:: PASSAGE ::
┌──

72 Hours In Stockholm

19 Nov

As someone’s who’s covered quite a bit of ground traversing a good swath of European terrain, it’s a wonder why up until only recently, I hadn’t veered north on previous jaunts. The reason’s perhaps not entirely shrouded in mystery as I’m certain accounts of how ‘incredibly expensive’ it is (as one observer put it) and/or the images of persistent gray skies that tend to blanket the landscape, was certainly enough of a deterrence for me to have avoided the area for so long (I do rather miserably in suboptimal temps). Well, whatever the reason, that was then and it came to pass a couple months ago that I boarded a plane and headed north.

└──

:: PROBLEM TO WORK ON ::
Copy the Stockholm travel passage word for word, from its title through its final sentence.

:: RAW DATA ::
┌──

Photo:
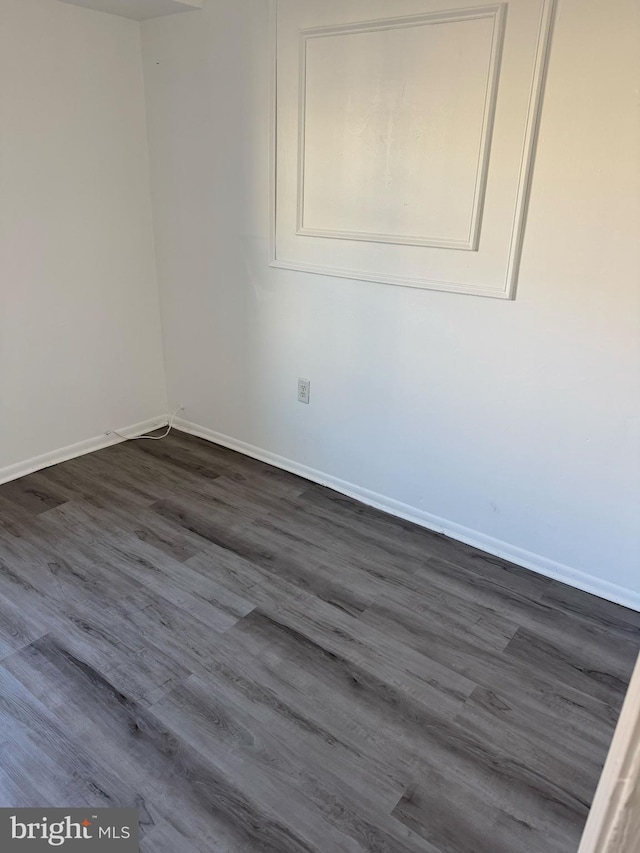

└──

:: SOLUTION FOR THIS EXERCISE ::
72 Hours In Stockholm

19 Nov

As someone’s who’s covered quite a bit of ground traversing a good swath of European terrain, it’s a wonder why up until only recently, I hadn’t veered north on previous jaunts. The reason’s perhaps not entirely shrouded in mystery as I’m certain accounts of how ‘incredibly expensive’ it is (as one observer put it) and/or the images of persistent gray skies that tend to blanket the landscape, was certainly enough of a deterrence for me to have avoided the area for so long (I do rather miserably in suboptimal temps). Well, whatever the reason, that was then and it came to pass a couple months ago that I boarded a plane and headed north.